◆ **Work item**: Starting at the line with "Query: dry sand", return every line through the final one of the data, word for word. Pictures stay out.
[[ Dataset excerpts open ]]
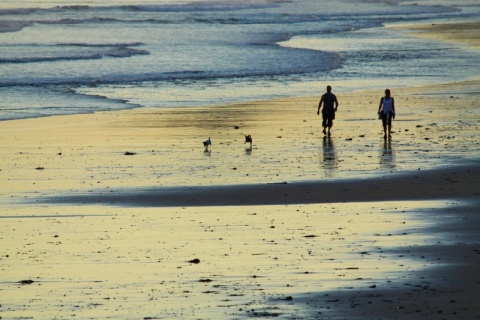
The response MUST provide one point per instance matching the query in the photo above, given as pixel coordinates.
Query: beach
(124, 214)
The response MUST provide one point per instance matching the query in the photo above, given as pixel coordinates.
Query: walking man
(330, 106)
(386, 111)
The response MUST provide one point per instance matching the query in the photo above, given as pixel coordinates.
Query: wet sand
(124, 215)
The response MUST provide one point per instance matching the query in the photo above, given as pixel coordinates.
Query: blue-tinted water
(59, 58)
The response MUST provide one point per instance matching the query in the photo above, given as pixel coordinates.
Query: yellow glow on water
(125, 262)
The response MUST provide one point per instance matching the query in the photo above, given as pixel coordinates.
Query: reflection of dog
(207, 143)
(248, 139)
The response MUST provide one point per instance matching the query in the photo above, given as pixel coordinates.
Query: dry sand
(106, 212)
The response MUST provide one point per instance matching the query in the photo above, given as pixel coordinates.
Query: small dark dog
(248, 138)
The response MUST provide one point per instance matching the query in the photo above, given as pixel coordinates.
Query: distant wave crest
(120, 50)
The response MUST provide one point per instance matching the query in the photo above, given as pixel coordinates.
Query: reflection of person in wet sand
(330, 106)
(387, 158)
(386, 111)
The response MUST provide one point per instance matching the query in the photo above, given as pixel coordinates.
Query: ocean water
(66, 57)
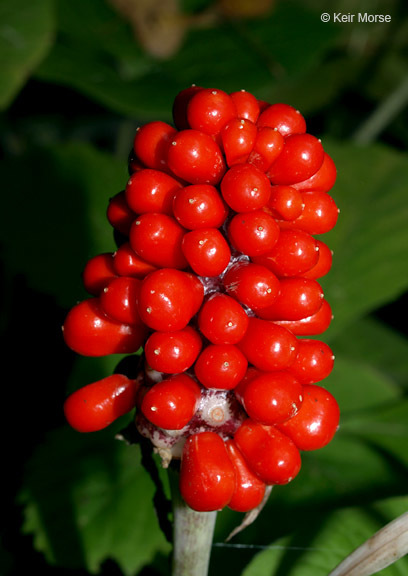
[[ Dataset excerpts closed ]]
◆ **Your solution**:
Query: dry sand
(106, 212)
The response MUST provide one point per instance matching the query in the photo above, given as pixel coordinates.
Query: small dark dog
(248, 138)
The response MUST provide one point per instance matching the query in the photo above, given as pixel coordinates.
Query: distant wave crest
(120, 50)
The response MUST provide one point per instance matching the query in the photo above, given as pixel coordinates.
Query: reflection of person in wet sand
(330, 106)
(387, 158)
(386, 111)
The response MUST provide one point per instance matching the query in the photo above, given as pixel coordinates.
Query: ocean water
(66, 57)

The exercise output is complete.